▸ **Your goal**
Reproduce the following material line for line, and leave the pictures out of your copy.

###

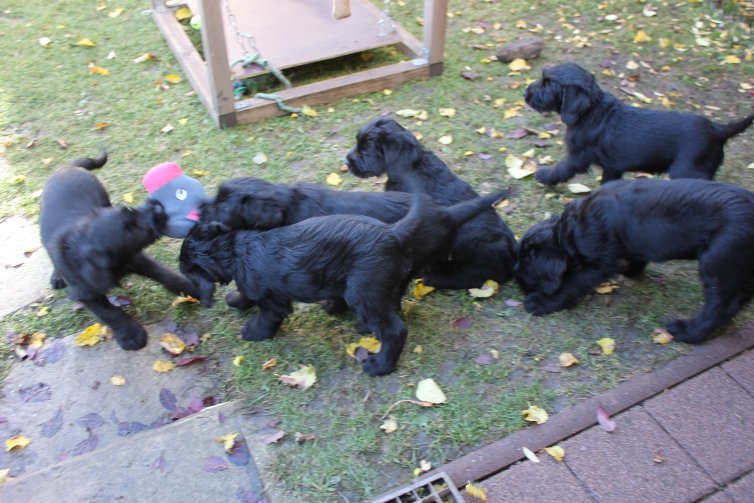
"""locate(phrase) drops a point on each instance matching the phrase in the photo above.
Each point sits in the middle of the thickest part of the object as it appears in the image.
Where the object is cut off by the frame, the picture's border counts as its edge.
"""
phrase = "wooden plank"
(192, 64)
(332, 89)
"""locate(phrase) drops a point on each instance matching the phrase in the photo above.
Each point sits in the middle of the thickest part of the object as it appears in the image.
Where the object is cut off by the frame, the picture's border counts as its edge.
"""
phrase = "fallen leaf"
(117, 380)
(535, 414)
(371, 344)
(604, 419)
(303, 378)
(334, 179)
(163, 366)
(662, 336)
(567, 359)
(488, 289)
(16, 442)
(607, 344)
(91, 335)
(389, 425)
(427, 390)
(530, 455)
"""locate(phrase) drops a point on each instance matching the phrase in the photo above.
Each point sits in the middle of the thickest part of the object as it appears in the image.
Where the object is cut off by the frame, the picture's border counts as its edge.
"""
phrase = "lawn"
(490, 358)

###

▸ **Answer to this exercise**
"""locate(phrase) drops a point on each instance matching the phrase in the photo above.
Each point sits in the middle of the thickest part of the object as it appears in the image.
Where the object is cut off by the frame, the picture's border counts as its edge.
"""
phrase = "wooden plank"
(192, 64)
(332, 89)
"""locate(phrase) drops a point on each instance matching the phrase in the photo above.
Each point sits in the middle of the thickest part of the object as it appears in the image.
Where the object is cut off by the frame, the picture's border counts as its edge.
"""
phrase = "fallen leaf"
(117, 380)
(535, 414)
(371, 344)
(604, 419)
(303, 378)
(334, 179)
(163, 366)
(662, 336)
(567, 359)
(488, 289)
(16, 442)
(607, 344)
(91, 335)
(389, 425)
(427, 390)
(530, 455)
"""locate(phrase) drops a point on each instance matching the phrase in the photo above.
Each point sits in the middle of the thickest part of the object as it appears in the image.
Where the object is cut off by the frame, the picture's border counts as its edge.
"""
phrase = "lawn"
(490, 358)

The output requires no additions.